* [Do this] Count how many lines of the data below contain the string "head", matching case exactly. Give only the number.

* [Extracted material]
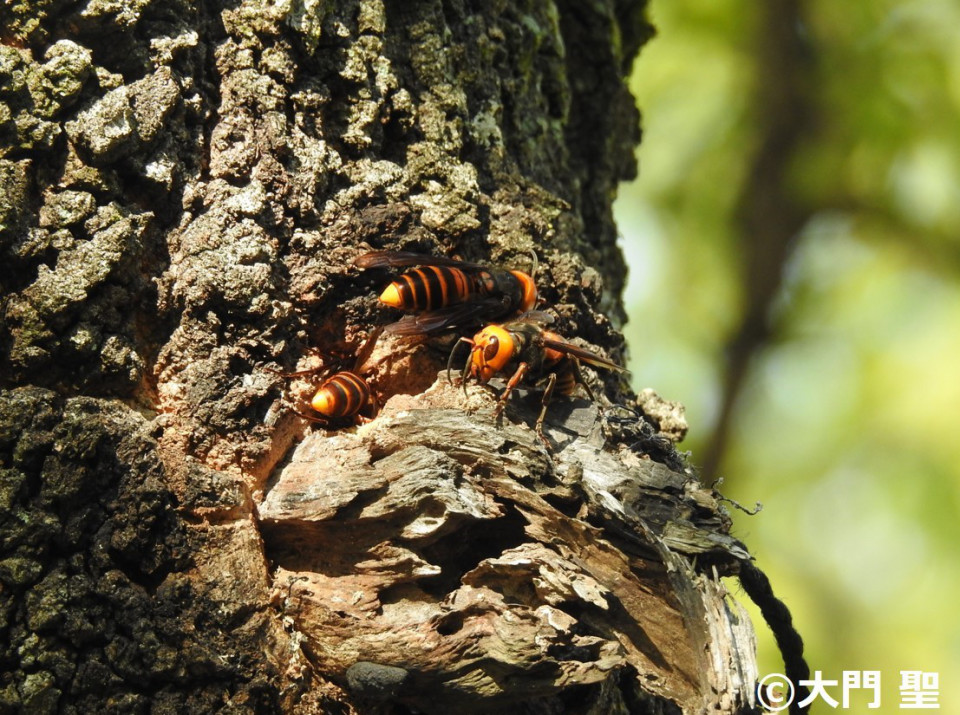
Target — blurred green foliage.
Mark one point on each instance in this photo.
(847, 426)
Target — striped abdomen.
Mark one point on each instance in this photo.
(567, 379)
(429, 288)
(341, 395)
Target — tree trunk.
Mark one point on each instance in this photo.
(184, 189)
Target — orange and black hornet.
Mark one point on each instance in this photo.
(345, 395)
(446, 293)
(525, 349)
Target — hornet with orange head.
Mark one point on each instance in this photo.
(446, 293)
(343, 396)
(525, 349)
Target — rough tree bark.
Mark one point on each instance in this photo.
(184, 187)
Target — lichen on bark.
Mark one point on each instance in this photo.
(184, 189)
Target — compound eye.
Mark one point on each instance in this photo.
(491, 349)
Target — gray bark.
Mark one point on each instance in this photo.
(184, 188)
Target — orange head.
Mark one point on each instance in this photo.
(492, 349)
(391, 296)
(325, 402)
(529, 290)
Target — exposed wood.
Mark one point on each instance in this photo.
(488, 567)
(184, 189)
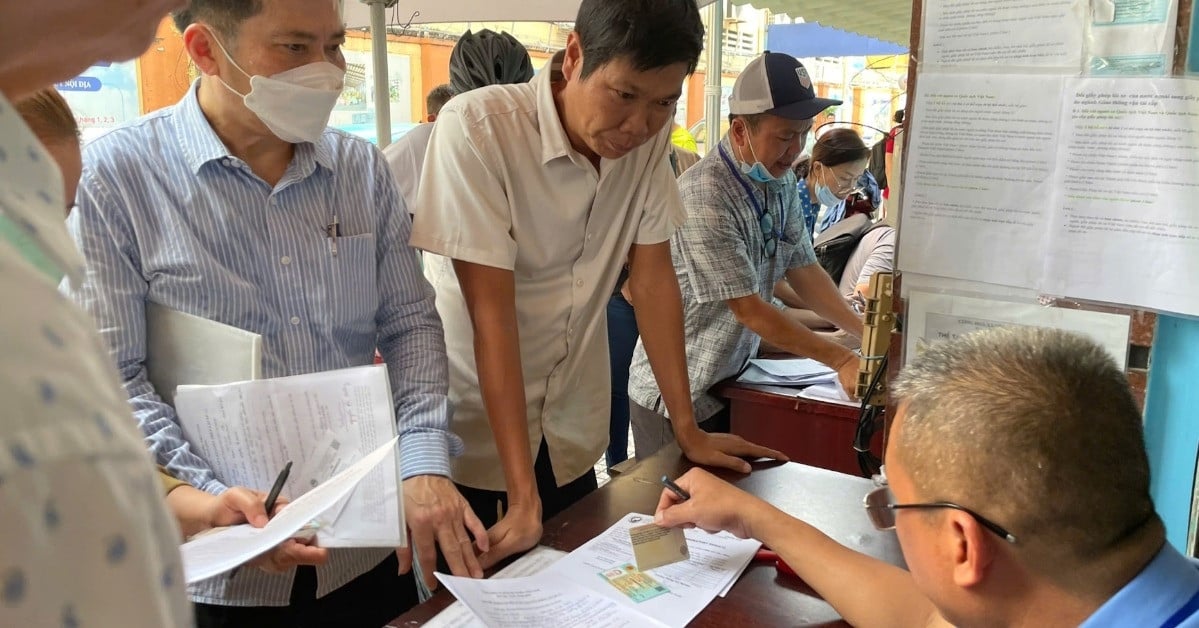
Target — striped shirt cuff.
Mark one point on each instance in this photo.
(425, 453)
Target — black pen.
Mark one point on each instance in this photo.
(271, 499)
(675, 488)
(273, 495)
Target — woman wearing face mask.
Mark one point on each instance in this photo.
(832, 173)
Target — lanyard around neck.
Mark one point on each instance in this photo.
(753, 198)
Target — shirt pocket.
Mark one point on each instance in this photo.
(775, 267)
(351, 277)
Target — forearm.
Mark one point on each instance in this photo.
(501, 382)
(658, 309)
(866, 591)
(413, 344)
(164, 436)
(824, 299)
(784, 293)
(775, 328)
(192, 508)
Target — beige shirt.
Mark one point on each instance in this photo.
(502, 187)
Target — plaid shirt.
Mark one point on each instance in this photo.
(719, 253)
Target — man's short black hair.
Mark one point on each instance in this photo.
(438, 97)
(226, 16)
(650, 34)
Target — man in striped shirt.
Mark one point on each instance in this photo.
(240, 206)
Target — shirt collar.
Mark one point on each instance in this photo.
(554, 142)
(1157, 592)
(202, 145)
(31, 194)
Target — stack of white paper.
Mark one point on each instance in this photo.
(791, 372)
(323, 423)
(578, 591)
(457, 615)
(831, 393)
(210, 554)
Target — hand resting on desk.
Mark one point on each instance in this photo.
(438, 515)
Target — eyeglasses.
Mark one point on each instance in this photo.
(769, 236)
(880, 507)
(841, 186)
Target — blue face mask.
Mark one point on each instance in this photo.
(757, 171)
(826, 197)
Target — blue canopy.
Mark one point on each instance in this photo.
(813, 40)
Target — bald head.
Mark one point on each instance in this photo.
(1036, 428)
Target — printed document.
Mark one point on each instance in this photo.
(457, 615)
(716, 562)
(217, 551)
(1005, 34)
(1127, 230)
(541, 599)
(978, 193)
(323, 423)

* * *

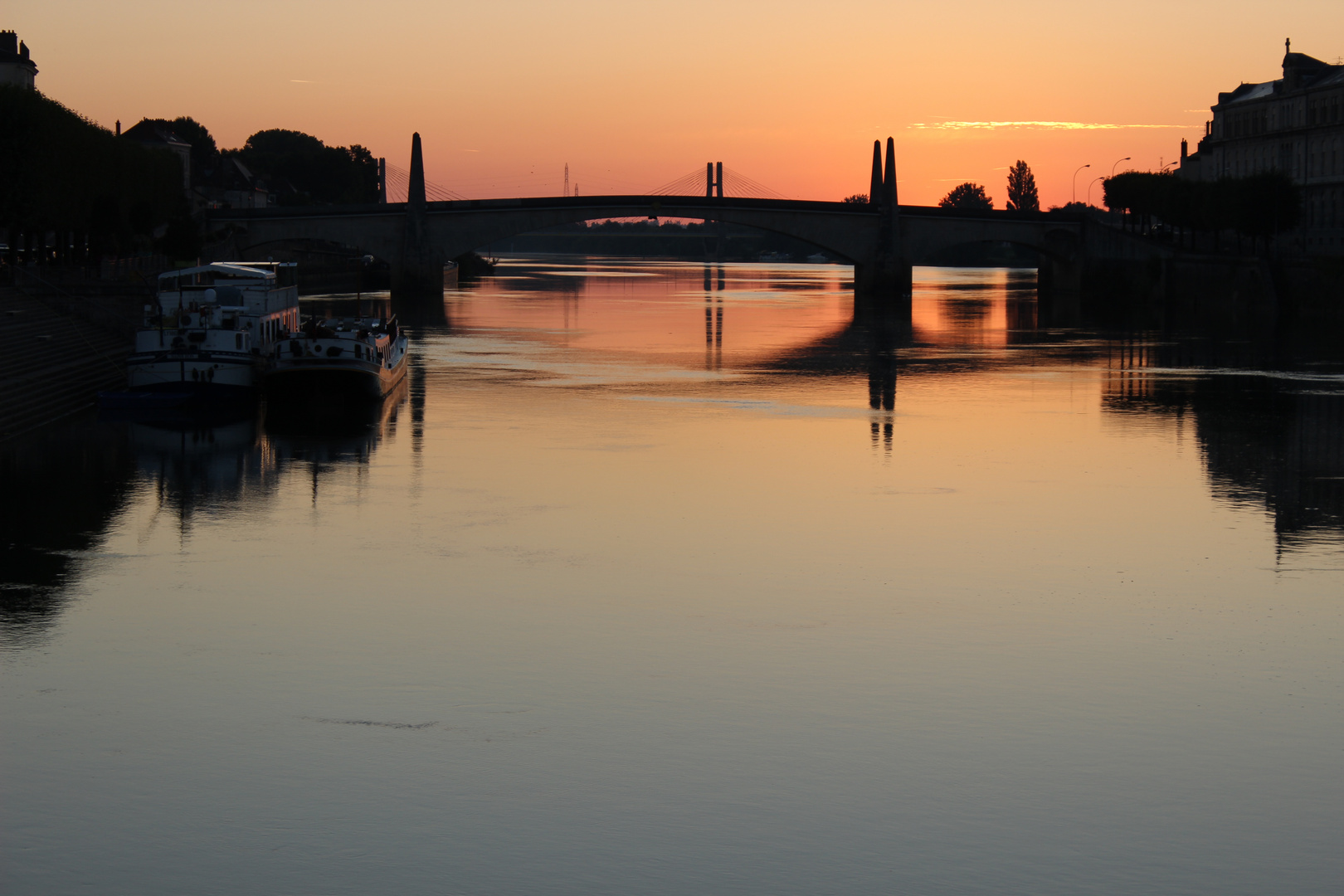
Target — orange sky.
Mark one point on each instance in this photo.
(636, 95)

* [Solution for this exercise] 3